Parlavi delle prime avvisaglie di questa nuova malattia, presa all’inizio come il capriccio di una ragazza sentimentale che preferiva stare sola.
Sì, ma c’era un po’ di verità anche in questo.
Io sarei abbastanza equilibrata, ma in quel periodo proprio cambiavo umore improvvisamente, ero diventata piuttosto lunatica.
Avevo sempre un po’ di febbre e avevo dei dolori alla schiena che mi facevano soffrire molto e quindi facevo fatica a camminare. Rimanevo appoggiata tutta da un lato e mi risultava difficile anche star seduta al pianoforte perché bisogna stare dritti sullo sgabello, sul tamburello, come lo chiamavamo noi.
Sono tornata a casa per le vacanze di Natale del ’48 e ho cominciato a dire ai miei che non stavo tanto bene. Loro non sapevano cosa fare; mi hanno portato anche da un medico, ma anche lui: «Cosa sarà, cosa non sarà, dall’aspetto sembra… – avevo anche del mal di testa – sembra un po’ di anemia» e mi ha dato dei ricostituenti.
Quell’anno ho voluto tornare all’istituto prima che finissero le vacanze, probabilmente anche per non patire il gran freddo di casa, tra la meraviglia delle suore e in seguito delle compagne.
Erano i primi di gennaio: facevo una fatica enorme a camminare ma non volevo ammettere di star male (questi sì erano capricci) ma dopo circa quindici giorni non ce l’ho fatta più e ho detto che mi sentivo male. Mi ha visitata il medico che veniva ogni tanto in Istituto e mi ha consigliato una visita in ospedale.
Senza avvisare a casa, verso la fine di gennaio sono andata all’ospedale e ho cominciato a passare da un reparto all’altro; c’era chi diceva una cosa, chi l’altra e io allora non capivo proprio niente. Però vedevo le suore dispiaciutissime, perché le diagnosi erano proprio infauste.
■ ■ ■ ■ ■
» **Serie di esercizi**:
**A.** Riscriva in forma più concisa il paragrafo della testimonianza che inizia con «Avevo sempre un po’ di febbre», conservandone i fatti principali.
**B.** Nella testimonianza, che cosa prescrisse il medico consultato durante le vacanze di Natale del ’48?
**C.** Riporti dalla testimonianza il passo da «Avevo sempre un» a «seguito delle compagne.».

» **Voci fornite**:
■ ■ ■ ■ ■
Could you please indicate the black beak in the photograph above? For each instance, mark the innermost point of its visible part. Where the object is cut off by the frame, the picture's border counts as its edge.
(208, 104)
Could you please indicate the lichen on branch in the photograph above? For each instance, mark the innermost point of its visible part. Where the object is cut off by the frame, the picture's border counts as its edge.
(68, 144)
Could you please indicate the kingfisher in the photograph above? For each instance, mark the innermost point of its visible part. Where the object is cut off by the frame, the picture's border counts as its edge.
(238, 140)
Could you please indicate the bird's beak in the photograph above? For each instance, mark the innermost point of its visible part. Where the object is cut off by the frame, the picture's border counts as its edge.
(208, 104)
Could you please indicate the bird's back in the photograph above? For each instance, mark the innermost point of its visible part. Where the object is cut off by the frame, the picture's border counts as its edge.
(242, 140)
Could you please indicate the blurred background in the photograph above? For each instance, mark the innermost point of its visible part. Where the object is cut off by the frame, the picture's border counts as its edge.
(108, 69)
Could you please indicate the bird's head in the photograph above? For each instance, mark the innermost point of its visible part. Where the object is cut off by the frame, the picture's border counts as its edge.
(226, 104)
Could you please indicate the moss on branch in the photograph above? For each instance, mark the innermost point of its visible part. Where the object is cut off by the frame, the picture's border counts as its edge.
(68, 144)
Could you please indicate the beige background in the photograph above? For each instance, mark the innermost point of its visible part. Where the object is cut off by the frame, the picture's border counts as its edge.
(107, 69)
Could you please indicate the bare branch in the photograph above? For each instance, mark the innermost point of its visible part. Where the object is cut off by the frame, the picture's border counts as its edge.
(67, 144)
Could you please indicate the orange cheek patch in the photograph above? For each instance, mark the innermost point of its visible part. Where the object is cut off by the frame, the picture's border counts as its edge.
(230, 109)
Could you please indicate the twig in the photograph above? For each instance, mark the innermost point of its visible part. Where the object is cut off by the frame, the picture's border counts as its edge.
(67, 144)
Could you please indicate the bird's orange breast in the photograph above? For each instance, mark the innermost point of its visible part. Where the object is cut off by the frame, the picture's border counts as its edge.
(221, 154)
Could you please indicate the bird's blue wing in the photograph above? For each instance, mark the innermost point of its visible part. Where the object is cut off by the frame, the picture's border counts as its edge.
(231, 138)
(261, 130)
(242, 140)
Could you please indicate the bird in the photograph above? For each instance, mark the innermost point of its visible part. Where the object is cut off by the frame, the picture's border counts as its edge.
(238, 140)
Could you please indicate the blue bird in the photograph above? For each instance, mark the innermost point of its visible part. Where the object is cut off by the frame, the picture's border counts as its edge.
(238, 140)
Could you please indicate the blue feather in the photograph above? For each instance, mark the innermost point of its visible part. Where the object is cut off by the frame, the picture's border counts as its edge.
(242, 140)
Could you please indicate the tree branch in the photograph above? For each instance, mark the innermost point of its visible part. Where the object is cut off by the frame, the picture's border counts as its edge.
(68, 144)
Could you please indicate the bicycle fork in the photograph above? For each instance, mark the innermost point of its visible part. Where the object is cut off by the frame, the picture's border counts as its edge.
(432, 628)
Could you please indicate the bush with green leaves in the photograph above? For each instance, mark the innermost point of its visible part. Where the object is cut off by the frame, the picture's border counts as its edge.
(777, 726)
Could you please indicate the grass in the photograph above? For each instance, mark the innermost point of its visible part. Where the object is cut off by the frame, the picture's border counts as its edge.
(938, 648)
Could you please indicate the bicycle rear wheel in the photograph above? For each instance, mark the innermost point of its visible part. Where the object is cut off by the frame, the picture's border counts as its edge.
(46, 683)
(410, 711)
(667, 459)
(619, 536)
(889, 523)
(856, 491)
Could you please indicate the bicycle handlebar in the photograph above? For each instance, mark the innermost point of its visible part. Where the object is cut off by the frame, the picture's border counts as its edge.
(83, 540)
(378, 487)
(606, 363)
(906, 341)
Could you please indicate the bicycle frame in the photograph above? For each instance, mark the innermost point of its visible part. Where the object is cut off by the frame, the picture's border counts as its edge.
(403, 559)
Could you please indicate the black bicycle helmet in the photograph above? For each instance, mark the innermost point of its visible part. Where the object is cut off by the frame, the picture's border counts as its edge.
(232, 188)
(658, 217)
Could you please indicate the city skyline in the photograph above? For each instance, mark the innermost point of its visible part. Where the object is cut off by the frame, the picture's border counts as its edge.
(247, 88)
■ ■ ■ ■ ■
» **Risposte**:
**A.** Avevo spesso la febbre e forti dolori alla schiena, che mi rendevano difficile camminare. Stavo piegata da un lato e faticavo persino a sedere dritta sullo sgabello del pianoforte, da noi chiamato «tamburello».

**B.** Dei ricostituenti, perché riteneva che si trattasse di un po’ di anemia.

**C.**
Avevo sempre un po’ di febbre e avevo dei dolori alla schiena che mi facevano soffrire molto e quindi facevo fatica a camminare. Rimanevo appoggiata tutta da un lato e mi risultava difficile anche star seduta al pianoforte perché bisogna stare dritti sullo sgabello, sul tamburello, come lo chiamavamo noi.
Sono tornata a casa per le vacanze di Natale del ’48 e ho cominciato a dire ai miei che non stavo tanto bene. Loro non sapevano cosa fare; mi hanno portato anche da un medico, ma anche lui: «Cosa sarà, cosa non sarà, dall’aspetto sembra… – avevo anche del mal di testa – sembra un po’ di anemia» e mi ha dato dei ricostituenti.
Quell’anno ho voluto tornare all’istituto prima che finissero le vacanze, probabilmente anche per non patire il gran freddo di casa, tra la meraviglia delle suore e in seguito delle compagne.